» TÂCHE DEMANDÉE 1: Comptez les lignes des entrées qui contiennent le mot "metal", en respectant la casse. Répondez seulement par ce nombre.

═══ TEXTE DU DOCUMENT ═══

« A la recherche des illusions perdues ». Exprimé par Jean-François Brisson à propos du contrôle de légalité, ce constat sévère souligne l'échec d'une certaine conception du contrôle de légalité, contrôle qui, aujourd'hui, revêt plutôt la forme d'un conseil aux collectivités et pose ainsi la question de sa mutation et de son efficacité. Le contrôle de légalité, en perpétuelle rénovation, peut-il ainsi retrouver ces « illusions perdues ? »
La loi du 2 mars 1982, relative aux droits et libertés des collectivités territoriales, marque une étape majeure car elle modifie profondément les rapports entre l'Etat et les collectivités en substituant à la tutelle un contrôle a posteriori de leurs actes. La tutelle « arme donnée au pouvoir central à l'encontre des autorités décentralisées dans l'intérêt de l'unité de l'Etat » était un contrôle a priori sur les actes des collectivités érigé en véritable pouvoir d'opportunité, le tuteur étant partout présent avec des pouvoirs de substitution, d'annulation, et d'approbation. La loi fondatrice de la décentralisation marque donc un tournant avec l'instauration d'un véritable contrôle de légalité.
Cependant, si son organisation est décentralisée, la République n'en demeure pas moins unitaire. L'Etat reste ainsi représenté localement par le préfet, qui voit son rôle conforté : la déconcentration administrative le place en effet au cœur du dispositif étatique territorial et il se voit confier la charge du contrôle de légalité, c'est-à-dire de conformité à la loi des actes émanant des collectivités locales. Ce contrôle s'exerce à l'égard des actes administratifs comme des actes budgétaires et peut donner lieu, selon le cas, à la saisine du tribunal administratif ou de la chambre régionale des comptes.
Ainsi, dans le cadre d'un Etat unitaire décentralisé, les principes de libre administration des collectivités et de contrôle sur celles-ci sont complémentaires ainsi que le montre la lecture de l'article 72 de la Constitution : « dans les conditions prévues par la loi, ces collectivités s'administrent librement par des conseils élus (…) le représentant de l'Etat, représentant de chacun des membres du Gouvernement, a la charge des intérêts nationaux, du contrôle administratif et du respect des lois ».

═══ DONNÉES FOURNIES ═══

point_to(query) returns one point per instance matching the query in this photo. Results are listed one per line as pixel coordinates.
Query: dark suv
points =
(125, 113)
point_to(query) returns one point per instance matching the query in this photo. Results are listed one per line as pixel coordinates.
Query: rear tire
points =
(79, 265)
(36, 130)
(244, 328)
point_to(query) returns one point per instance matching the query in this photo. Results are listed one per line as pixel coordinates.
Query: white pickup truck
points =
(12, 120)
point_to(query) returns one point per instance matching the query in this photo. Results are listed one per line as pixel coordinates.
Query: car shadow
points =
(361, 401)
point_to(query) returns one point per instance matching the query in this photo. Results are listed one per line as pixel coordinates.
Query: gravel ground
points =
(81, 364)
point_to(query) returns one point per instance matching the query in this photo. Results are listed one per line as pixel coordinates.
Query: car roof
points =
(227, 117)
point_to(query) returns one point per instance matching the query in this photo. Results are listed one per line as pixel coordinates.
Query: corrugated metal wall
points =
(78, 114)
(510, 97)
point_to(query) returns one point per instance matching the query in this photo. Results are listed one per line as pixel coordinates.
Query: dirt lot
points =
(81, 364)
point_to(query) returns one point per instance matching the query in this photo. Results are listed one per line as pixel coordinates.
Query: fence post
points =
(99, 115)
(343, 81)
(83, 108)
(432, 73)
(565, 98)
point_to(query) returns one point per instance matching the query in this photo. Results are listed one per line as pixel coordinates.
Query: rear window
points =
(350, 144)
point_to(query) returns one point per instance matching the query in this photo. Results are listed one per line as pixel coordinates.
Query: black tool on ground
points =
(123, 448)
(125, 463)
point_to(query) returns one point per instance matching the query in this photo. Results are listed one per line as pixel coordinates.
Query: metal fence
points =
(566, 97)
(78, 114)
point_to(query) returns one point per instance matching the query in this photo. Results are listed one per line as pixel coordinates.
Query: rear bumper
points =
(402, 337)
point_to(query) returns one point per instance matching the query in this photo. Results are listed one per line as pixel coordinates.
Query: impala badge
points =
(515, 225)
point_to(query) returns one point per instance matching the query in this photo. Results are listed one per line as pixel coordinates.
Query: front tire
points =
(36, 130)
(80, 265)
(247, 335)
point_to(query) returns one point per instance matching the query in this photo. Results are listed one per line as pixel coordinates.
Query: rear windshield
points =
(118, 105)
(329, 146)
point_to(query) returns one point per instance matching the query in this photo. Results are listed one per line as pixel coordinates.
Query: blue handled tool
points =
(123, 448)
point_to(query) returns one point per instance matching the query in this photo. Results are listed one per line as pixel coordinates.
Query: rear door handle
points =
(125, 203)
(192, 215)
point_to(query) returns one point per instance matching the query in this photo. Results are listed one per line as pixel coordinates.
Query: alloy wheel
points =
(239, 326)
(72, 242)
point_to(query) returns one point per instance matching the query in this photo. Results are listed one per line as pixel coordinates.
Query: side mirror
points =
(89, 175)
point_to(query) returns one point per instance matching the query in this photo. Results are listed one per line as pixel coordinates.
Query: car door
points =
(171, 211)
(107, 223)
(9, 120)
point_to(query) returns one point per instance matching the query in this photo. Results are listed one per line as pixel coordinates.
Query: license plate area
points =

═══

» TÂCHE DEMANDÉE 2: Recopiez mot pour mot le passage du texte sur le contrôle de légalité qui commence par "La loi du 2" et se poursuit jusqu'à "contrôle de légalité.".

» RÉPONSE ATTENDUE 1: 2

» RÉPONSE ATTENDUE 2:
La loi du 2 mars 1982, relative aux droits et libertés des collectivités territoriales, marque une étape majeure car elle modifie profondément les rapports entre l'Etat et les collectivités en substituant à la tutelle un contrôle a posteriori de leurs actes. La tutelle « arme donnée au pouvoir central à l'encontre des autorités décentralisées dans l'intérêt de l'unité de l'Etat » était un contrôle a priori sur les actes des collectivités érigé en véritable pouvoir d'opportunité, le tuteur étant partout présent avec des pouvoirs de substitution, d'annulation, et d'approbation. La loi fondatrice de la décentralisation marque donc un tournant avec l'instauration d'un véritable contrôle de légalité.